Copy all data exactly. Skip pictures.

(Input data begins)

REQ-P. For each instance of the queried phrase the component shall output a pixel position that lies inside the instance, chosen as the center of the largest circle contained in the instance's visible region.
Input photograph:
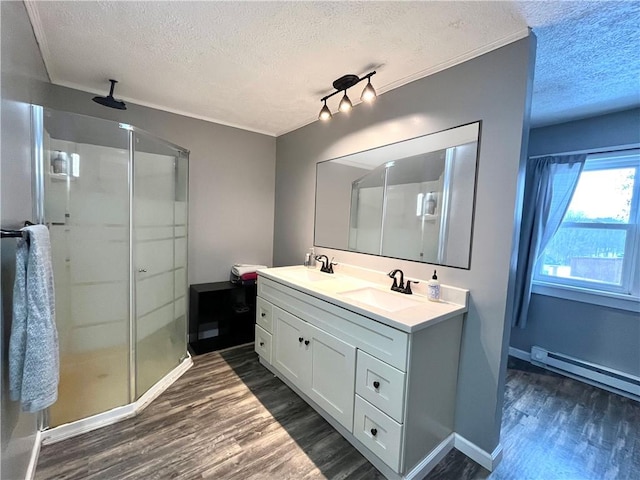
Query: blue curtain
(549, 185)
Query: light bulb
(369, 93)
(325, 113)
(345, 103)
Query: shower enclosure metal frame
(38, 175)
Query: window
(597, 245)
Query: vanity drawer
(263, 343)
(381, 385)
(378, 432)
(264, 314)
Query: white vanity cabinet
(318, 363)
(390, 392)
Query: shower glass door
(84, 175)
(160, 258)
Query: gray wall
(22, 76)
(494, 88)
(594, 333)
(231, 181)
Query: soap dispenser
(433, 288)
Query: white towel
(34, 366)
(240, 269)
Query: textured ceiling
(263, 66)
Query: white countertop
(362, 292)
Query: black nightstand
(221, 315)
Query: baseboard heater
(620, 382)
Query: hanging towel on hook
(34, 368)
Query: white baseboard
(430, 461)
(117, 414)
(33, 460)
(488, 460)
(521, 354)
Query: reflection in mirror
(411, 200)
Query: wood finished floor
(229, 418)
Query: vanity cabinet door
(332, 377)
(289, 347)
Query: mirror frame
(473, 206)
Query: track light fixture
(342, 84)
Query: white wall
(494, 88)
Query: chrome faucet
(327, 266)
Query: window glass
(596, 245)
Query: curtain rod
(620, 148)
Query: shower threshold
(78, 427)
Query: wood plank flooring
(229, 418)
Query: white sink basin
(308, 275)
(388, 301)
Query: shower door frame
(38, 183)
(133, 378)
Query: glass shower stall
(115, 200)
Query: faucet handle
(407, 289)
(331, 264)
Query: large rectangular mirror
(411, 200)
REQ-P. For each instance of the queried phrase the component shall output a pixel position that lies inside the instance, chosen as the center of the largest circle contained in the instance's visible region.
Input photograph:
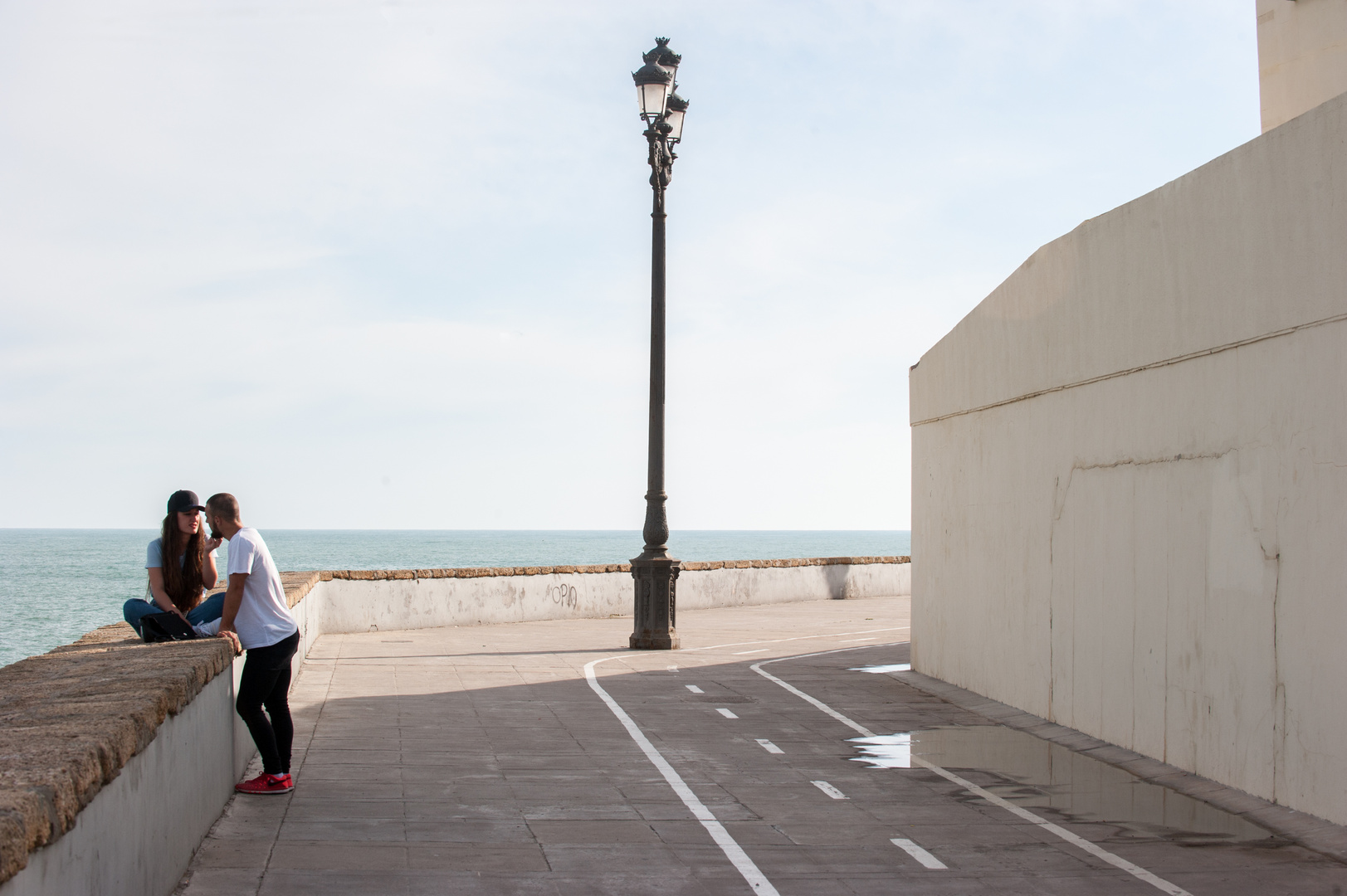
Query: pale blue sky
(385, 265)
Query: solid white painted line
(895, 667)
(741, 861)
(832, 791)
(918, 853)
(802, 637)
(1081, 842)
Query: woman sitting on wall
(179, 587)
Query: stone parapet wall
(484, 572)
(71, 720)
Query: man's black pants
(266, 682)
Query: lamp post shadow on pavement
(655, 570)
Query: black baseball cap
(183, 501)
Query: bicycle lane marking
(741, 861)
(1079, 842)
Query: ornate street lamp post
(655, 572)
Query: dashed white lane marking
(832, 791)
(741, 861)
(1081, 842)
(918, 853)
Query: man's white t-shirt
(263, 617)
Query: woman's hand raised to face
(233, 639)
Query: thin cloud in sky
(385, 265)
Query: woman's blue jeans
(207, 611)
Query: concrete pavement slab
(481, 760)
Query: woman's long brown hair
(182, 584)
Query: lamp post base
(656, 587)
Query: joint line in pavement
(1075, 840)
(741, 861)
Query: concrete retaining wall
(1129, 470)
(114, 796)
(422, 600)
(139, 833)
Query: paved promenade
(482, 760)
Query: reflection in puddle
(1048, 777)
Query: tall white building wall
(1130, 476)
(1301, 56)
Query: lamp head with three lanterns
(655, 85)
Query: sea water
(58, 584)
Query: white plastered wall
(1301, 56)
(1130, 476)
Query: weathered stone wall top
(480, 572)
(71, 718)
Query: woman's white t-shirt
(155, 561)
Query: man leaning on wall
(256, 611)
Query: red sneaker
(267, 785)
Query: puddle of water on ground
(1044, 775)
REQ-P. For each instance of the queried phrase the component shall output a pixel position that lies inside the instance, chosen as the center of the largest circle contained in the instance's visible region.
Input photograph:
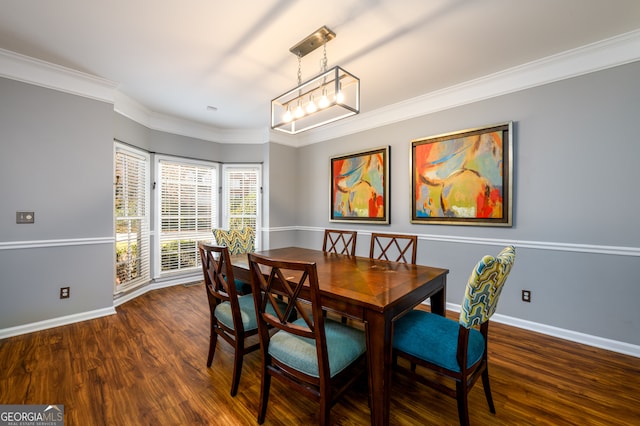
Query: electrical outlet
(25, 217)
(65, 292)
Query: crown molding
(40, 73)
(608, 53)
(133, 110)
(604, 54)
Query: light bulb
(311, 106)
(324, 102)
(340, 95)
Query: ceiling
(176, 58)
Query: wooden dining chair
(340, 241)
(238, 241)
(456, 350)
(233, 316)
(313, 355)
(394, 247)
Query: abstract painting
(360, 186)
(463, 178)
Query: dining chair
(339, 241)
(238, 241)
(313, 355)
(233, 316)
(456, 349)
(394, 247)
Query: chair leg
(325, 411)
(237, 369)
(487, 390)
(213, 339)
(264, 396)
(463, 406)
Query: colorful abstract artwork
(463, 178)
(360, 186)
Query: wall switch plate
(25, 217)
(65, 292)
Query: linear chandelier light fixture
(331, 95)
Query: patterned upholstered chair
(314, 356)
(457, 350)
(238, 242)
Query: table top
(369, 283)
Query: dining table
(375, 292)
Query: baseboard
(55, 322)
(572, 336)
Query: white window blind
(131, 201)
(187, 213)
(241, 200)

(Input data ends)

**Answer to the problem:**
REQ-P. For each instance of the queried phrase the component shall output a pixel position that lies inside the instance, chosen as the center of the largest circle contained in the instance's visible region.
Input photograph:
Query: blue curtain
(549, 185)
Query: light bulb
(369, 93)
(325, 113)
(345, 103)
Query: shower enclosure metal frame
(38, 175)
Query: window
(597, 245)
Query: vanity drawer
(263, 343)
(381, 385)
(378, 432)
(264, 314)
Query: white vanity cabinet
(318, 363)
(390, 392)
Query: shower glass door
(84, 175)
(160, 258)
Query: gray wall
(22, 76)
(494, 88)
(594, 333)
(231, 181)
Query: soap dispenser
(433, 288)
Query: white towel
(34, 366)
(240, 269)
Query: textured ceiling
(263, 66)
Query: white countertop
(362, 292)
Query: black nightstand
(221, 315)
Query: baseboard heater
(620, 382)
Query: hanging towel on hook
(34, 368)
Query: white baseboard
(430, 461)
(117, 414)
(33, 460)
(488, 460)
(521, 354)
Query: reflection in mirror
(411, 200)
Query: wood finished floor
(229, 418)
Query: vanity cabinet door
(332, 377)
(289, 347)
Query: mirror frame
(473, 206)
Query: track light fixture
(342, 84)
Query: white wall
(494, 88)
Query: chrome faucet
(327, 266)
Query: window glass
(596, 245)
Query: curtain rod
(620, 148)
Query: shower threshold
(78, 427)
Query: wood plank flooring
(229, 418)
Query: white sink basin
(308, 275)
(388, 301)
Query: shower door frame
(38, 183)
(133, 378)
Query: glass shower stall
(115, 200)
Query: faucet handle
(407, 289)
(331, 264)
Query: large rectangular mirror
(411, 200)
REQ-P. For each instance of the queried phrase the component shall output a pixel position that lies inside the instance, chosen as the center of the largest circle contained in the instance's visible region.
Input photograph:
Query: pale blue sky
(385, 265)
Query: solid white painted line
(895, 667)
(741, 861)
(832, 791)
(918, 853)
(802, 637)
(1081, 842)
Query: woman sitting on wall
(179, 587)
Query: stone parapet wall
(484, 572)
(71, 720)
Query: man's black pants
(266, 682)
Query: lamp post shadow on pavement
(655, 570)
Query: black baseball cap
(183, 501)
Query: bicycle lane marking
(741, 861)
(1079, 842)
Query: ornate street lamp post
(655, 572)
Query: dashed white lane marking
(832, 791)
(741, 861)
(1081, 842)
(918, 853)
Query: man's white t-shirt
(263, 617)
Query: woman's hand raised to face
(233, 639)
Query: thin cloud in sky
(385, 265)
Query: woman's blue jeans
(207, 611)
Query: concrete pavement slab
(481, 760)
Query: woman's long brown hair
(182, 584)
Query: lamp post base
(656, 587)
Query: joint line in pavement
(1075, 840)
(741, 861)
Query: concrete retaining wall
(1129, 470)
(114, 796)
(422, 600)
(139, 833)
Query: paved promenade
(482, 760)
Query: reflection in puddle
(1048, 777)
Query: tall white building wall
(1130, 476)
(1301, 56)
Query: lamp head with three lanterns
(655, 85)
Query: sea water
(58, 584)
Query: white plastered wall
(1301, 56)
(1130, 476)
Query: weathered stone wall top
(480, 572)
(71, 718)
Query: woman's white t-shirt
(155, 561)
Query: man leaning on wall
(256, 611)
Query: red sneaker
(267, 785)
Query: puddle of water on ground
(1044, 775)
REQ-P. For each instance of the queried phrase the component shall output a pixel position that lies inside the instance, chosen as the center of the largest circle contained in the instance's visible region.
Input photograph:
Query: electrical outlet
(25, 217)
(65, 292)
Query: crown molding
(40, 73)
(608, 53)
(133, 110)
(604, 54)
Query: light bulb
(311, 106)
(324, 102)
(340, 95)
Query: ceiling
(176, 58)
Query: wooden dining chair
(340, 241)
(238, 241)
(456, 350)
(233, 316)
(313, 355)
(394, 247)
Query: abstract painting
(360, 186)
(463, 178)
Query: dining chair
(339, 241)
(238, 241)
(313, 355)
(233, 316)
(456, 349)
(394, 247)
Query: chair leg
(325, 411)
(237, 369)
(487, 390)
(213, 339)
(264, 396)
(463, 406)
Query: colorful abstract artwork
(463, 178)
(360, 186)
Query: wall switch plate
(25, 217)
(65, 292)
Query: linear chandelier light fixture
(331, 95)
Query: patterned upholstered chair
(314, 356)
(457, 350)
(238, 242)
Query: table top
(369, 283)
Query: dining table
(375, 292)
Query: baseboard
(55, 322)
(572, 336)
Query: white window blind
(131, 201)
(187, 213)
(241, 200)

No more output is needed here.